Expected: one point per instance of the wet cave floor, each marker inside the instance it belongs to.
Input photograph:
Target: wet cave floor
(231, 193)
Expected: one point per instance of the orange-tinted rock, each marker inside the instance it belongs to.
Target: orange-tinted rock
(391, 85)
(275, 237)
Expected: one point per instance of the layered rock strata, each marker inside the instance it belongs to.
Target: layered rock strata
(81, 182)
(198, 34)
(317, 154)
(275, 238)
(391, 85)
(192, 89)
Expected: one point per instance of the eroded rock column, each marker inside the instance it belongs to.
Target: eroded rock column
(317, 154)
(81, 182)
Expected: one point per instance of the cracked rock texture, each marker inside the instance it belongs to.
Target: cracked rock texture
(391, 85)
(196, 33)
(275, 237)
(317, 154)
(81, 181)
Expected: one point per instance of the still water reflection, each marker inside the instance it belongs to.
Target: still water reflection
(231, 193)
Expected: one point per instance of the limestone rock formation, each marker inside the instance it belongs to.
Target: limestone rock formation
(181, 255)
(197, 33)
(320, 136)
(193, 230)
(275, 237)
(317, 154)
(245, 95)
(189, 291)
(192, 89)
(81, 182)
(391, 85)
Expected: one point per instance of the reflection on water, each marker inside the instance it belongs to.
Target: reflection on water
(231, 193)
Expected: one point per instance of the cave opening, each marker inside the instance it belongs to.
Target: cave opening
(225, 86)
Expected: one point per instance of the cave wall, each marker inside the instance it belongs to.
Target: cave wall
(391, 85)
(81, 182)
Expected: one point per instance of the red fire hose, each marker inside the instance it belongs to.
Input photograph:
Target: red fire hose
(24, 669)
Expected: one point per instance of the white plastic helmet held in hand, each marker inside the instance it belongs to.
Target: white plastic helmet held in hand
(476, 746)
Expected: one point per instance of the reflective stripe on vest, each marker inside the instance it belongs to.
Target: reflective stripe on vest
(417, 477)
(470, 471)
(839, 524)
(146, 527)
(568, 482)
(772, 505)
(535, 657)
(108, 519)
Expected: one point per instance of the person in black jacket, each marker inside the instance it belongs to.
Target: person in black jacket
★ ★ ★ ★
Copy every one of the entries above word for word, from the first line to the last, with no changes.

▸ **Written response**:
Expected: one point per instance of the wet cave floor, each marker inside the instance it belongs to.
Input photograph:
Target: wet cave floor
(231, 193)
Expected: one point per instance of the orange-tinted rock, each marker inside the instance it belongs to.
Target: orange-tinted rock
(391, 85)
(275, 237)
Expected: one point per instance of the layered rock strata, each marker inside the instance it belongs to.
Target: layered rock strata
(81, 182)
(198, 34)
(317, 154)
(275, 238)
(391, 85)
(192, 89)
Expected: one point per instance of the eroded rock column, each marker inside the instance it belongs to.
Target: eroded rock column
(317, 154)
(81, 182)
Expected: one point per instance of the cracked rock texture, each marker inside the instance it belongs to.
Target: cracked rock texture
(391, 85)
(196, 33)
(275, 237)
(317, 154)
(81, 181)
Expected: one point per instance of the still water reflection, each marker inside the instance it belongs to.
Target: still water reflection
(231, 193)
Expected: one point per instance of the limestone rock formation, each marker inside the instance it belongs to.
Target: limestone rock formation
(181, 255)
(197, 33)
(320, 136)
(193, 230)
(275, 237)
(317, 154)
(245, 95)
(189, 291)
(192, 89)
(81, 182)
(391, 85)
Expected: one point per instance of the reflection on water, each marker inside the instance it belongs to.
Target: reflection on water
(231, 193)
Expected: one point per instance of the cave opening, each marker inside the instance it belongs to.
Target: cave opening
(225, 86)
Expected: one point per instance of the cave wall, each marker inside the instance it belongs to.
Target: cave wall
(391, 85)
(81, 182)
Expected: one point per instance of the red fire hose, each marker inside the instance it belongs to.
Input photograph:
Target: red fire hose
(24, 669)
Expected: one point per instance of the white plastic helmet held in hand, each marker inside the instance it belongs to.
Target: white plastic helmet held in hand
(476, 746)
Expected: one point per instance of the reflective stripe on vest, each marker inside the instance it belongs to.
Target: reflective stripe on vest
(417, 477)
(470, 471)
(839, 524)
(146, 527)
(568, 482)
(772, 505)
(535, 657)
(108, 519)
Expected: one point per instance of the person in black jacket, each marker inside the instance it belongs to.
Target: person in black jacket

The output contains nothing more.